TO DO ▸
Once you have read the data below, print all of it exactly.

(Referring expression data)
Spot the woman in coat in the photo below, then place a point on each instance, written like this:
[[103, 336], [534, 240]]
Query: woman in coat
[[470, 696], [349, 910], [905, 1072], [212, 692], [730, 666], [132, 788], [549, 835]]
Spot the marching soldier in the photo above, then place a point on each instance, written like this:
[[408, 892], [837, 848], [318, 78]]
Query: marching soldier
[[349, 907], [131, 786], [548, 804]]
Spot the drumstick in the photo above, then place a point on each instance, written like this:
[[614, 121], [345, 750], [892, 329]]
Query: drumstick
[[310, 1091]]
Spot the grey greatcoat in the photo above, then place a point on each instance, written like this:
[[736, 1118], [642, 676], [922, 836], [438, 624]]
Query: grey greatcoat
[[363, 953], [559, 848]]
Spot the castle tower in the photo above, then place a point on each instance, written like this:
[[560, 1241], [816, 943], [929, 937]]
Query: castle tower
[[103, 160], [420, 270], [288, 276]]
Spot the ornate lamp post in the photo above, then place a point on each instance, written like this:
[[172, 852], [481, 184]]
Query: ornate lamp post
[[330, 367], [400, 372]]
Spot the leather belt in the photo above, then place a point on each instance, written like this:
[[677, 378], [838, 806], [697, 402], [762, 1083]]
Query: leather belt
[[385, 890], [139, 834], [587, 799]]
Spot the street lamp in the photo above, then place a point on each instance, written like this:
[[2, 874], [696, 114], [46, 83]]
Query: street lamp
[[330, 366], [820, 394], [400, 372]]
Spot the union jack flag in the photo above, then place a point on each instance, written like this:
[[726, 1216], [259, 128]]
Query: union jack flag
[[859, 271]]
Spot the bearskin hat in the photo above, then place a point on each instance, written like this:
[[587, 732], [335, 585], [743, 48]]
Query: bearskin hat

ANSWER SPACE ▸
Spot the woman in coat in the photo below, then place a point on each instance, written like this:
[[103, 336], [534, 240]]
Query: woman in coat
[[470, 696], [349, 910], [905, 1072], [212, 692], [730, 666], [132, 788], [549, 835]]
Spot the marching soldier in the photo above, then place a point on each instance, written like this:
[[408, 892], [837, 848], [318, 78]]
Query: marching soldier
[[349, 907], [131, 786], [548, 804]]
Spot the drumstick in the photo above, then place a point on each instance, written like this:
[[614, 121], [345, 750], [892, 329]]
Query: drumstick
[[310, 1091]]
Spot the grey greatcoat in the photo above, then place a point on each instance, written like this:
[[736, 1118], [642, 676], [922, 836], [438, 624]]
Query: grey greatcoat
[[363, 953], [559, 848]]
Spot the castle tower in the photo above, then place a point on each instance, written like this:
[[560, 1241], [816, 943], [929, 937]]
Query: castle tower
[[103, 160], [420, 270], [288, 276]]
Spot the ornate lamp post in the photo above, then place a point on each instance, written like this:
[[172, 852], [481, 184]]
Query: ornate lamp post
[[330, 367], [400, 372]]
Spot the leather belt in the photo above, then place a point on each instance, written like this:
[[677, 378], [838, 806], [697, 402], [762, 1083]]
Query: leather belt
[[385, 890], [139, 834], [587, 799]]
Spot the street lamp in the photo above, then place a point on each instance, written like this:
[[2, 874], [696, 114], [46, 83]]
Query: street lamp
[[330, 366], [820, 394], [400, 372]]
Spot the union jack flag in the photo above, then place a point on each instance, written like this:
[[726, 1216], [259, 128]]
Query: union jack flag
[[859, 271]]
Spot the bearskin hat in the photo above, then place a point on each instance, written like this:
[[587, 732], [335, 585], [743, 48]]
Query: bearskin hat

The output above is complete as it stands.